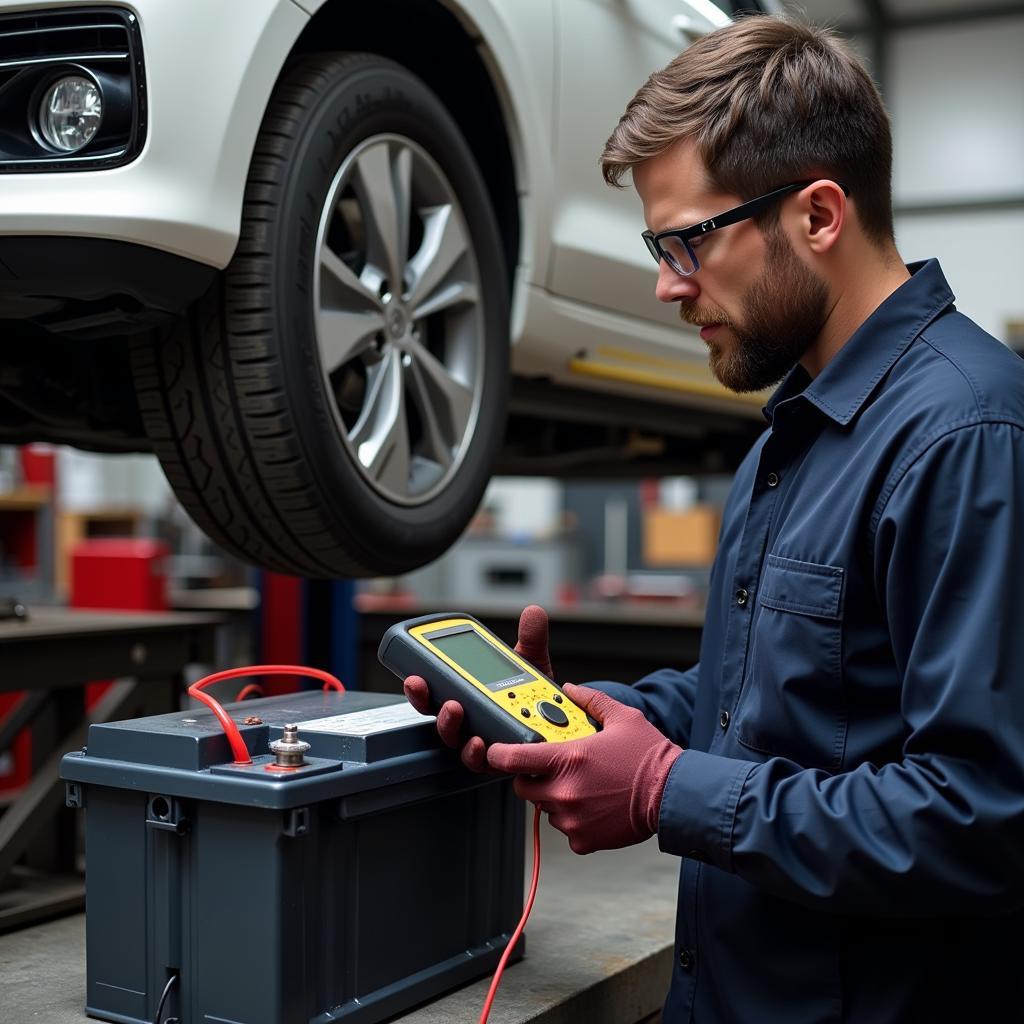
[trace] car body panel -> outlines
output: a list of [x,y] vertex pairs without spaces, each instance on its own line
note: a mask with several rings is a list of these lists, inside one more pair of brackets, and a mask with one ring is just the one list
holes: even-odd
[[[95,5],[0,4],[0,12]],[[224,267],[238,245],[267,98],[308,17],[292,0],[119,6],[142,32],[148,132],[141,154],[113,170],[4,174],[0,234],[117,239]]]
[[[141,154],[113,170],[4,174],[0,236],[115,239],[225,267],[281,69],[310,17],[326,4],[356,2],[120,4],[142,33],[148,131]],[[696,333],[655,300],[638,200],[632,189],[608,188],[598,166],[626,102],[685,45],[677,19],[710,28],[707,17],[689,0],[419,2],[442,3],[457,17],[502,105],[520,214],[513,372],[749,414],[757,399],[718,385]],[[0,2],[0,12],[75,6],[95,0]],[[616,59],[595,59],[600,53]],[[648,373],[657,364],[608,355],[631,348],[641,362],[670,361]],[[677,387],[677,377],[699,386]]]

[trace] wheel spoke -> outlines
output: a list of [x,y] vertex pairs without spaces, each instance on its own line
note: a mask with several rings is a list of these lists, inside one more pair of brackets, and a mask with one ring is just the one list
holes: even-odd
[[416,319],[424,316],[431,316],[439,313],[442,309],[449,309],[460,303],[473,304],[479,299],[476,286],[469,281],[457,281],[443,288],[438,288],[431,295],[426,296],[423,301],[413,310]]
[[386,143],[374,145],[359,157],[356,167],[369,213],[369,257],[388,274],[392,293],[400,295],[409,255],[412,151],[401,146],[392,154]]
[[377,293],[343,259],[333,253],[327,245],[324,245],[321,249],[321,272],[333,278],[342,288],[358,298],[361,305],[373,309],[380,308],[381,301]]
[[472,389],[456,380],[420,342],[410,339],[406,346],[422,374],[424,392],[430,392],[426,394],[427,400],[433,399],[433,415],[444,425],[451,446],[458,446],[466,434],[473,412]]
[[328,376],[368,348],[374,335],[384,330],[384,317],[376,310],[352,312],[322,309],[316,340],[321,362]]
[[435,206],[420,213],[424,218],[423,244],[409,261],[408,301],[414,308],[444,280],[468,249],[459,215],[453,206]]
[[[452,465],[453,449],[461,438],[450,436],[450,426],[442,422],[433,389],[427,375],[418,359],[413,359],[407,374],[410,400],[416,404],[423,423],[425,455],[431,457],[442,470]],[[446,421],[447,417],[443,417]]]
[[409,493],[410,447],[401,355],[392,349],[375,375],[367,403],[351,433],[367,474],[400,495]]

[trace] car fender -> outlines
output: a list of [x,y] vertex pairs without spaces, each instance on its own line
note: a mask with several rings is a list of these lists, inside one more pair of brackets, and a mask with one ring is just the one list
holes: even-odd
[[142,32],[148,105],[142,152],[110,170],[3,175],[0,233],[117,239],[226,266],[238,245],[260,122],[308,15],[293,0],[125,6]]

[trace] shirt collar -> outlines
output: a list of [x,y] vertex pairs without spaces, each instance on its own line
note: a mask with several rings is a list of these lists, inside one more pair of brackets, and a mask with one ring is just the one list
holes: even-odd
[[763,412],[769,422],[783,401],[802,395],[846,426],[919,334],[952,305],[953,293],[935,259],[907,264],[910,280],[890,295],[850,336],[812,381],[798,362]]

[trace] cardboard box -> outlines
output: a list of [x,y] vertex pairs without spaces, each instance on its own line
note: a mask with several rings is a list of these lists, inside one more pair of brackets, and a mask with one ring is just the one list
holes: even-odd
[[722,510],[694,505],[685,512],[652,508],[644,512],[643,557],[651,568],[709,566],[718,549]]

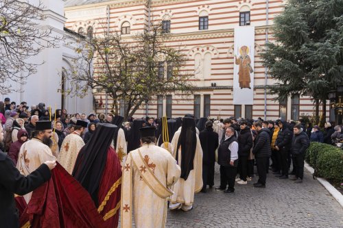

Written task:
Rewrite the whole listing with "even-odd" changed to "nonzero" everywhere and nothing else altered. Omit the pictures.

Answer for the task:
[trace] car body panel -> outlines
output: a list of [x,y] vertex pairs without spaces, each instance on its own line
note: a mask with several rings is a list of these lists, inside one more pair of brackets, and a mask with one ring is just the one list
holes: nonzero
[[[95,5],[0,4],[0,12]],[[224,267],[238,245],[267,98],[308,17],[292,0],[119,6],[142,32],[148,132],[141,154],[113,170],[4,174],[0,234],[117,239]]]
[[[141,154],[113,170],[4,174],[0,236],[115,239],[225,267],[281,69],[310,17],[326,4],[356,2],[120,4],[142,33],[148,131]],[[696,333],[655,300],[638,200],[632,189],[608,188],[598,166],[626,102],[685,45],[677,19],[710,28],[707,17],[689,0],[419,2],[442,3],[457,17],[502,105],[520,214],[513,372],[749,414],[757,399],[718,385]],[[0,2],[0,12],[75,6],[95,0]],[[616,59],[595,59],[600,53]],[[648,373],[657,364],[608,355],[631,348],[641,362],[670,361]],[[677,387],[677,377],[699,386]]]

[trace] wheel spoke -> outlines
output: a list of [x,y] vertex pairs without spaces, each instance on its own line
note: a mask with several rings is a list of these lists, inside one more pair of brackets, and a mask with one ring is just the one list
holes: nonzero
[[416,319],[424,316],[431,316],[439,313],[442,309],[449,309],[460,303],[473,304],[479,299],[476,286],[469,281],[457,281],[443,288],[438,288],[431,295],[426,296],[423,301],[413,310]]
[[386,143],[374,145],[359,157],[356,167],[369,213],[369,257],[388,274],[392,293],[400,295],[409,255],[412,151],[401,146],[392,154]]
[[377,293],[343,259],[333,253],[327,245],[324,245],[321,249],[321,272],[333,278],[342,288],[358,298],[361,305],[373,309],[380,308],[381,301]]
[[472,389],[456,380],[420,342],[410,339],[406,346],[422,374],[424,392],[430,392],[426,394],[427,400],[433,399],[433,415],[444,425],[451,446],[458,446],[466,434],[473,412]]
[[328,376],[368,348],[374,335],[384,330],[384,317],[376,310],[352,312],[322,309],[316,340],[321,362]]
[[435,206],[420,213],[424,218],[423,244],[409,261],[408,301],[414,308],[444,280],[468,249],[459,215],[453,206]]
[[[452,465],[453,449],[461,438],[450,436],[450,426],[442,422],[433,389],[427,375],[418,359],[413,359],[407,374],[410,400],[416,404],[423,423],[425,455],[431,457],[442,470]],[[446,421],[447,417],[443,417]]]
[[409,493],[410,447],[401,355],[392,349],[375,375],[367,403],[351,433],[367,474],[400,495]]

[trace] car fender -> outlines
output: a list of [x,y] vertex pairs without spaces, each instance on its own line
note: a mask with several rings is a list of these lists, inside one more pair of brackets, and a mask with one ring is just the one list
holes: nonzero
[[142,32],[148,105],[142,152],[110,170],[3,175],[0,233],[117,239],[226,266],[238,245],[260,122],[308,15],[293,0],[125,6]]

[trace] shirt collar -> outlines
output: a list of [x,y] vertex pairs without spaces, each instance on its own line
note: a mask with several rings is a list of these lists, inside one more pair of brackets, and a mask with one ring is just the one list
holes: nonzero
[[763,412],[769,422],[783,401],[802,395],[846,426],[919,334],[952,305],[953,293],[935,259],[907,264],[910,280],[890,295],[850,336],[812,381],[798,362]]

[trace] cardboard box -> outlines
output: a list of [x,y] vertex pairs without spaces, each instance on its own line
note: a mask with several rings is a list of these lists, inside one more pair of brackets, and a mask with one ring is just the one list
holes: nonzero
[[722,510],[694,505],[685,512],[652,508],[644,512],[643,557],[651,568],[709,566],[718,549]]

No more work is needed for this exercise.